Free Trip to Boulder, Colorado For Developers - andrewhyde
http://www.boulder.me
The Boulder tech scene is growing like crazy. Twenty of our top tech startups (you can see a few in the sidebar) have banded together to fly in one hundred top software developers, programmers and engineers from across the country, all expenses paid. You can apply to be one of the hundred at the boulder.me site.<p>Also covered here: http://www.techcrunch.com/2008/09/24/twenty-startups-pool-resources-to-recruit-developers/
======
xiaoma
I used to live in Boulder, and I can't emphasize enough how great the location
is. It's a town of about 90,000. It's _right_ up against the mountains, the
air is great, it's full of bikers and runners. Plenty of river rafting,
mountain climbing, skiing and snowshoeing is to be had, too.

Information supplied
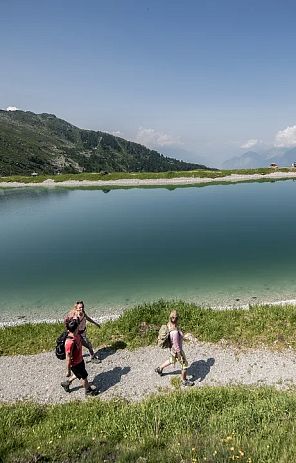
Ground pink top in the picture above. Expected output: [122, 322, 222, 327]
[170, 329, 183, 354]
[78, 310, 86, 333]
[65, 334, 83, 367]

---

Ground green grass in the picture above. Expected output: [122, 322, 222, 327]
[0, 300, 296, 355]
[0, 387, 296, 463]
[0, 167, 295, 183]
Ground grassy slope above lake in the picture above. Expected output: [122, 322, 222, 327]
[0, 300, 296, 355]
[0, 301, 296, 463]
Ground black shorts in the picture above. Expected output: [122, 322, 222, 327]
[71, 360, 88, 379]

Job 1
Alter the Boulder developer-trip thread so that "bikers" becomes "cyclists", and write out everything from "Free Trip to" down to "be had, too.".
Job 2
Decide whether each statement below agrees with the thread about the free Boulder trip for developers. Answer yes or no for each, and quote the words from the thread that settle it.
(a) Twenty startups joined together to bring developers to Boulder.
(b) The commenter gives Boulder's population as about 900,000.
(c) Developers chosen for the trip must cover their own expenses.
Job 3
Proceed with the thread about the free Boulder trip for developers, picking up after its final sentence.

Final result 1
Free Trip to Boulder, Colorado For Developers - andrewhyde
http://www.boulder.me
The Boulder tech scene is growing like crazy. Twenty of our top tech startups (you can see a few in the sidebar) have banded together to fly in one hundred top software developers, programmers and engineers from across the country, all expenses paid. You can apply to be one of the hundred at the boulder.me site.<p>Also covered here: http://www.techcrunch.com/2008/09/24/twenty-startups-pool-resources-to-recruit-developers/
======
xiaoma
I used to live in Boulder, and I can't emphasize enough how great the location
is. It's a town of about 90,000. It's _right_ up against the mountains, the
air is great, it's full of cyclists and runners. Plenty of river rafting,
mountain climbing, skiing and snowshoeing is to be had, too.

Final result 2
(a) Yes: "Twenty of our top tech startups (you can see a few in the sidebar) have banded together to fly in one hundred top software developers"
(b) No: "It's a town of about 90,000."
(c) No: "all expenses paid"

Final result 3
The school there, my alma mater, is strong in the sciences (3 nobel prizes in
physics this decade). Lots of interest in aerospace, too. Sun, Amgen, and a
number of other tech companies are nearby.

Finally, Boulder is just crammed full of geeks in general. Every type from
live action role-players to wargaming fanatics is well represented. My
roommate said he saw Tom Christiansen at Dragonfire games.

I don't think there's another town of its size that offers the same. Health
nuts, geeks and hippies. That's what you'll see in Boulder.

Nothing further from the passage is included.